**Task to carry out:** Please render the material below as a numbered list, skipping any blank lines and leaving out the pictures.

**Exercise data:**
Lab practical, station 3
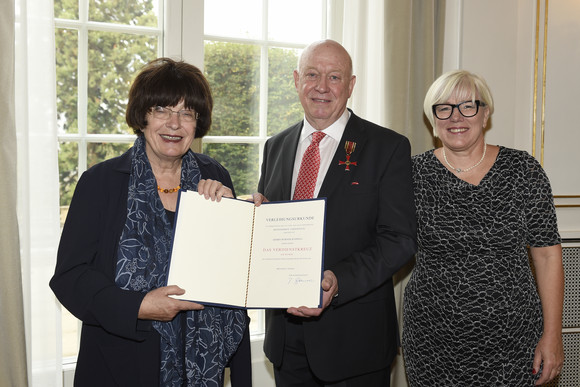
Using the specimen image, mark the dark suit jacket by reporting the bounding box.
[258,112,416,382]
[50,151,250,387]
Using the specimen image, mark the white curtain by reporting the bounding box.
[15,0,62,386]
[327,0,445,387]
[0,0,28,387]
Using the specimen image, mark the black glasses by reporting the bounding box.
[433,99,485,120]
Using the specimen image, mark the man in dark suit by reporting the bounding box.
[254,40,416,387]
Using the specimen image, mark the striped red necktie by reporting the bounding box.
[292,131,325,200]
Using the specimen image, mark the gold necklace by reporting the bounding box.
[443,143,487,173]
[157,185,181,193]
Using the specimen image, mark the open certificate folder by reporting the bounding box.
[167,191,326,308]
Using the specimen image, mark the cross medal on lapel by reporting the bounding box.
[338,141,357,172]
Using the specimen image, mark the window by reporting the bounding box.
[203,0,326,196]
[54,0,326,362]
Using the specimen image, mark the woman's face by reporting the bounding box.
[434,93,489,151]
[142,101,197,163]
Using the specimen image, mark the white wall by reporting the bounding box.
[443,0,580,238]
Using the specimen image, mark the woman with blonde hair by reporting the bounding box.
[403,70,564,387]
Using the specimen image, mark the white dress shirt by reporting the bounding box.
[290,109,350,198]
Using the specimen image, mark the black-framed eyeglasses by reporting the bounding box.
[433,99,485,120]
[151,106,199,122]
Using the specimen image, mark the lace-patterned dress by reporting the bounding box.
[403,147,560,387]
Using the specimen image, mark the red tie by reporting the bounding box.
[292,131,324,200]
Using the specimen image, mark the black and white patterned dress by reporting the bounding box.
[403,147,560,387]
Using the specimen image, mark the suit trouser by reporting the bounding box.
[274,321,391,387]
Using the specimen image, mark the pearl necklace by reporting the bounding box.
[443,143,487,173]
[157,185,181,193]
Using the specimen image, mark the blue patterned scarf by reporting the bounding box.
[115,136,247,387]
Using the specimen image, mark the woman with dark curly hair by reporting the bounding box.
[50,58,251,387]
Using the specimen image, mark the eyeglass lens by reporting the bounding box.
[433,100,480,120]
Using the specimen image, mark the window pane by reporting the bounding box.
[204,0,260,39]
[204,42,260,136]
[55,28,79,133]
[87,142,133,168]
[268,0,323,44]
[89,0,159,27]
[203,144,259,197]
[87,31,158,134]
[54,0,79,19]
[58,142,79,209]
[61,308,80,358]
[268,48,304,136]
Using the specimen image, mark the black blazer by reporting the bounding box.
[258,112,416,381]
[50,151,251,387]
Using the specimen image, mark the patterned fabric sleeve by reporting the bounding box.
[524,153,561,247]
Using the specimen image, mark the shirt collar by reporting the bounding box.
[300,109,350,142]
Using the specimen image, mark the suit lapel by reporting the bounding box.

**Finished task:**
1. Lab practical, station 3
2. Using the specimen image, mark the dark suit jacket by reporting the bounding box.
3. [258,112,416,382]
4. [50,151,250,387]
5. Using the specimen image, mark the white curtain by reporting the bounding box.
6. [15,0,62,386]
7. [327,0,445,387]
8. [0,0,28,387]
9. Using the specimen image, mark the black glasses by reporting the bounding box.
10. [433,99,485,120]
11. Using the specimen image, mark the man in dark suit by reporting the bounding box.
12. [254,40,416,387]
13. Using the specimen image, mark the striped red necktie by reporting the bounding box.
14. [292,131,325,200]
15. Using the specimen image, mark the gold necklace by reporting the bounding box.
16. [443,143,487,173]
17. [157,185,181,193]
18. Using the specimen image, mark the open certificate folder by reporting the bounding box.
19. [167,191,326,308]
20. Using the specimen image, mark the cross medal on lapel by reporting the bounding box.
21. [338,141,357,172]
22. Using the specimen image, mark the window by reporting the bounding box.
23. [203,0,326,196]
24. [54,0,326,362]
25. Using the specimen image, mark the woman's face by reporting the bounding box.
26. [434,93,489,151]
27. [142,101,197,163]
28. Using the specimen image, mark the white wall by reporting the bounding box.
29. [443,0,580,238]
30. Using the specimen image, mark the woman with blonde hair by reporting the bounding box.
31. [403,70,564,387]
32. Using the specimen image, mark the white dress shirt by reporting the bounding box.
33. [290,109,350,198]
34. Using the specimen image, mark the black-framed eyeglasses by reporting the bounding box.
35. [433,99,485,120]
36. [151,106,199,122]
37. Using the specimen image, mark the lace-patterned dress by reporting the bounding box.
38. [403,147,560,387]
39. Using the specimen image, mark the red tie by reporting the bounding box.
40. [292,131,324,200]
41. Using the specimen image, mark the black and white patterned dress by reporting the bounding box.
42. [403,147,560,387]
43. Using the specimen image, mark the suit trouser by reporting the bounding box.
44. [274,321,391,387]
45. Using the specimen image, mark the pearl necklace by reporting the bounding box.
46. [443,143,487,173]
47. [157,185,181,193]
48. Using the specimen image, mark the blue patterned scarf by reporting the bounding box.
49. [115,136,247,387]
50. Using the specimen image, mark the woman with dark curly hair by reporting the bounding box.
51. [50,58,251,387]
52. Using the specimen image, mark the eyeglass lens by reporting the bounding box.
53. [433,100,480,120]
54. Using the specimen image, mark the window pane by reporting the bounding box.
55. [204,0,260,39]
56. [204,42,260,136]
57. [55,28,79,133]
58. [87,142,133,168]
59. [268,0,323,44]
60. [89,0,159,27]
61. [203,144,259,197]
62. [87,31,158,134]
63. [54,0,79,19]
64. [58,142,79,209]
65. [61,308,80,358]
66. [268,48,304,136]
67. Using the specimen image, mark the black blazer by reporting the bounding box.
68. [258,112,416,381]
69. [50,151,251,387]
70. Using the specimen image, mark the patterned fabric sleeve by reporting the bounding box.
71. [524,153,561,247]
72. Using the specimen image, mark the shirt collar by reporting the bounding box.
73. [300,109,350,142]
74. Using the specimen image, mark the suit lapel by reporting the bounding box.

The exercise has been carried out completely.